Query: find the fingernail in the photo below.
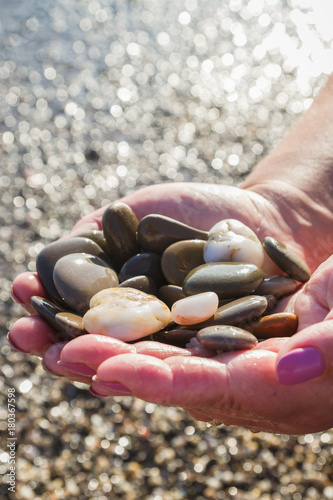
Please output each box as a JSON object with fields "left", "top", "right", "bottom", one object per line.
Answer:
{"left": 58, "top": 362, "right": 96, "bottom": 377}
{"left": 91, "top": 379, "right": 132, "bottom": 396}
{"left": 7, "top": 333, "right": 30, "bottom": 354}
{"left": 11, "top": 285, "right": 25, "bottom": 305}
{"left": 277, "top": 347, "right": 324, "bottom": 385}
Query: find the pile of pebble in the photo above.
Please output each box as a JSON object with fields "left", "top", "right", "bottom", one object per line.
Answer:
{"left": 31, "top": 202, "right": 310, "bottom": 353}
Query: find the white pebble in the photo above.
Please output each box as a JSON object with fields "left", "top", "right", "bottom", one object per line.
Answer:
{"left": 83, "top": 287, "right": 171, "bottom": 341}
{"left": 171, "top": 291, "right": 219, "bottom": 325}
{"left": 203, "top": 218, "right": 264, "bottom": 267}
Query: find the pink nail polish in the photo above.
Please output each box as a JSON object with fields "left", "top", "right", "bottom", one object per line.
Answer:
{"left": 277, "top": 347, "right": 324, "bottom": 385}
{"left": 7, "top": 333, "right": 30, "bottom": 354}
{"left": 58, "top": 362, "right": 96, "bottom": 377}
{"left": 91, "top": 379, "right": 132, "bottom": 396}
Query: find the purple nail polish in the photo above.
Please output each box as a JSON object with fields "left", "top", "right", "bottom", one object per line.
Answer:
{"left": 277, "top": 347, "right": 324, "bottom": 386}
{"left": 91, "top": 379, "right": 132, "bottom": 396}
{"left": 58, "top": 362, "right": 96, "bottom": 377}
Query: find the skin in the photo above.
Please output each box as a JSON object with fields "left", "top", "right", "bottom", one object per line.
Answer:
{"left": 9, "top": 75, "right": 333, "bottom": 435}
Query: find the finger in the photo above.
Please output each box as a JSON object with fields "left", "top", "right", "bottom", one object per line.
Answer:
{"left": 58, "top": 336, "right": 192, "bottom": 378}
{"left": 92, "top": 350, "right": 277, "bottom": 409}
{"left": 59, "top": 335, "right": 136, "bottom": 370}
{"left": 276, "top": 319, "right": 333, "bottom": 386}
{"left": 43, "top": 342, "right": 92, "bottom": 384}
{"left": 8, "top": 316, "right": 60, "bottom": 356}
{"left": 11, "top": 272, "right": 46, "bottom": 313}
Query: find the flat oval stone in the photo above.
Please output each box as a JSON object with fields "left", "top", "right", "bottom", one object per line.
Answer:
{"left": 53, "top": 253, "right": 119, "bottom": 314}
{"left": 171, "top": 292, "right": 219, "bottom": 325}
{"left": 75, "top": 230, "right": 108, "bottom": 254}
{"left": 197, "top": 325, "right": 258, "bottom": 351}
{"left": 158, "top": 285, "right": 186, "bottom": 308}
{"left": 188, "top": 295, "right": 268, "bottom": 329}
{"left": 102, "top": 202, "right": 140, "bottom": 269}
{"left": 183, "top": 262, "right": 265, "bottom": 299}
{"left": 30, "top": 296, "right": 87, "bottom": 340}
{"left": 36, "top": 237, "right": 109, "bottom": 306}
{"left": 204, "top": 219, "right": 264, "bottom": 267}
{"left": 254, "top": 274, "right": 298, "bottom": 298}
{"left": 263, "top": 236, "right": 311, "bottom": 282}
{"left": 245, "top": 313, "right": 298, "bottom": 338}
{"left": 161, "top": 239, "right": 205, "bottom": 286}
{"left": 83, "top": 287, "right": 171, "bottom": 341}
{"left": 118, "top": 275, "right": 157, "bottom": 296}
{"left": 138, "top": 214, "right": 208, "bottom": 254}
{"left": 119, "top": 252, "right": 166, "bottom": 288}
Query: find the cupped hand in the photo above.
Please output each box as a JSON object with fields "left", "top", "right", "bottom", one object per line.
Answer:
{"left": 9, "top": 182, "right": 333, "bottom": 433}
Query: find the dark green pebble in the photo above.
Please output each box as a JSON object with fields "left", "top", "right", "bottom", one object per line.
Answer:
{"left": 183, "top": 262, "right": 265, "bottom": 299}
{"left": 161, "top": 239, "right": 206, "bottom": 286}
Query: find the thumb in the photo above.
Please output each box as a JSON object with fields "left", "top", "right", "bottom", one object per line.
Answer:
{"left": 276, "top": 320, "right": 333, "bottom": 385}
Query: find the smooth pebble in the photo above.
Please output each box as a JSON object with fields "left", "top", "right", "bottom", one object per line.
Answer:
{"left": 204, "top": 219, "right": 264, "bottom": 267}
{"left": 183, "top": 262, "right": 264, "bottom": 299}
{"left": 161, "top": 239, "right": 206, "bottom": 286}
{"left": 263, "top": 236, "right": 311, "bottom": 282}
{"left": 53, "top": 253, "right": 118, "bottom": 314}
{"left": 171, "top": 291, "right": 219, "bottom": 325}
{"left": 197, "top": 325, "right": 258, "bottom": 351}
{"left": 138, "top": 214, "right": 208, "bottom": 254}
{"left": 83, "top": 287, "right": 171, "bottom": 341}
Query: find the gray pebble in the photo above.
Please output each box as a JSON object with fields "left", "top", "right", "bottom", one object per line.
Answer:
{"left": 197, "top": 325, "right": 258, "bottom": 351}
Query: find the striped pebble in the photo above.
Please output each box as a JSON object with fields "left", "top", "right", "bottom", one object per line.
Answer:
{"left": 171, "top": 292, "right": 219, "bottom": 325}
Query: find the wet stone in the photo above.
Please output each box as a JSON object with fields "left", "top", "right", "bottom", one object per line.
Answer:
{"left": 75, "top": 230, "right": 108, "bottom": 255}
{"left": 204, "top": 219, "right": 264, "bottom": 268}
{"left": 244, "top": 313, "right": 298, "bottom": 339}
{"left": 102, "top": 202, "right": 140, "bottom": 269}
{"left": 197, "top": 325, "right": 258, "bottom": 351}
{"left": 119, "top": 252, "right": 166, "bottom": 288}
{"left": 161, "top": 239, "right": 206, "bottom": 286}
{"left": 138, "top": 214, "right": 208, "bottom": 254}
{"left": 157, "top": 285, "right": 187, "bottom": 308}
{"left": 183, "top": 262, "right": 265, "bottom": 299}
{"left": 30, "top": 296, "right": 87, "bottom": 340}
{"left": 189, "top": 295, "right": 268, "bottom": 329}
{"left": 171, "top": 292, "right": 219, "bottom": 325}
{"left": 36, "top": 237, "right": 109, "bottom": 306}
{"left": 263, "top": 236, "right": 311, "bottom": 283}
{"left": 254, "top": 274, "right": 298, "bottom": 298}
{"left": 53, "top": 253, "right": 119, "bottom": 314}
{"left": 83, "top": 287, "right": 171, "bottom": 341}
{"left": 118, "top": 275, "right": 157, "bottom": 296}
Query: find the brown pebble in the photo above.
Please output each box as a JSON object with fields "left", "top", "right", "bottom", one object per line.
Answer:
{"left": 118, "top": 275, "right": 157, "bottom": 296}
{"left": 244, "top": 313, "right": 298, "bottom": 338}
{"left": 119, "top": 252, "right": 166, "bottom": 288}
{"left": 255, "top": 274, "right": 298, "bottom": 298}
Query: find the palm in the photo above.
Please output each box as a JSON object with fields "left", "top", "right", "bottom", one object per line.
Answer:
{"left": 10, "top": 183, "right": 333, "bottom": 434}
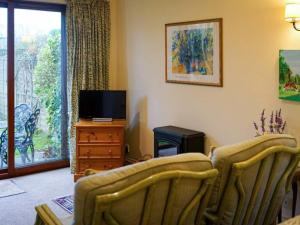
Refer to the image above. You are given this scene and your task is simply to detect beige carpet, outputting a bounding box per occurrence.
[0,168,74,225]
[0,180,25,198]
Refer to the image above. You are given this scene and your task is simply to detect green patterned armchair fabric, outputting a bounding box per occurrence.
[206,134,300,225]
[35,153,218,225]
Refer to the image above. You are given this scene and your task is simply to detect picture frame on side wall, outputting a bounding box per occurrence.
[279,50,300,102]
[165,18,223,87]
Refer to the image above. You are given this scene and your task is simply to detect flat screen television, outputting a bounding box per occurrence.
[79,90,126,120]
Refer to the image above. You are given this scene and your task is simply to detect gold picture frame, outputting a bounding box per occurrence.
[165,18,223,87]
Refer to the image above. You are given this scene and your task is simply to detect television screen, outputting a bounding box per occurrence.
[79,90,126,119]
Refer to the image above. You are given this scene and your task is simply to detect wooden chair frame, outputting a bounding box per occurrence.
[35,169,218,225]
[206,145,300,225]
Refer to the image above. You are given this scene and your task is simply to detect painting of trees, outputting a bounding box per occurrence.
[171,28,214,75]
[279,50,300,102]
[279,54,290,83]
[166,20,222,86]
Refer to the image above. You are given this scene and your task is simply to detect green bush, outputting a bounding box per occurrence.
[33,30,61,152]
*****
■ Task to carry out: Copy out nothing but the lines from the beginning of the records through the one that contains "Query: find the pile". Skip the pictures.

■ Solution to the problem:
Query: find the fingernail in the photo below.
Please output each box as a JSON object with fields "left", "top", "right", "bottom", one object per line.
Answer:
{"left": 58, "top": 362, "right": 96, "bottom": 377}
{"left": 91, "top": 379, "right": 132, "bottom": 396}
{"left": 7, "top": 333, "right": 30, "bottom": 354}
{"left": 11, "top": 285, "right": 25, "bottom": 305}
{"left": 277, "top": 347, "right": 324, "bottom": 385}
Query: find the pile of pebble in the photo above.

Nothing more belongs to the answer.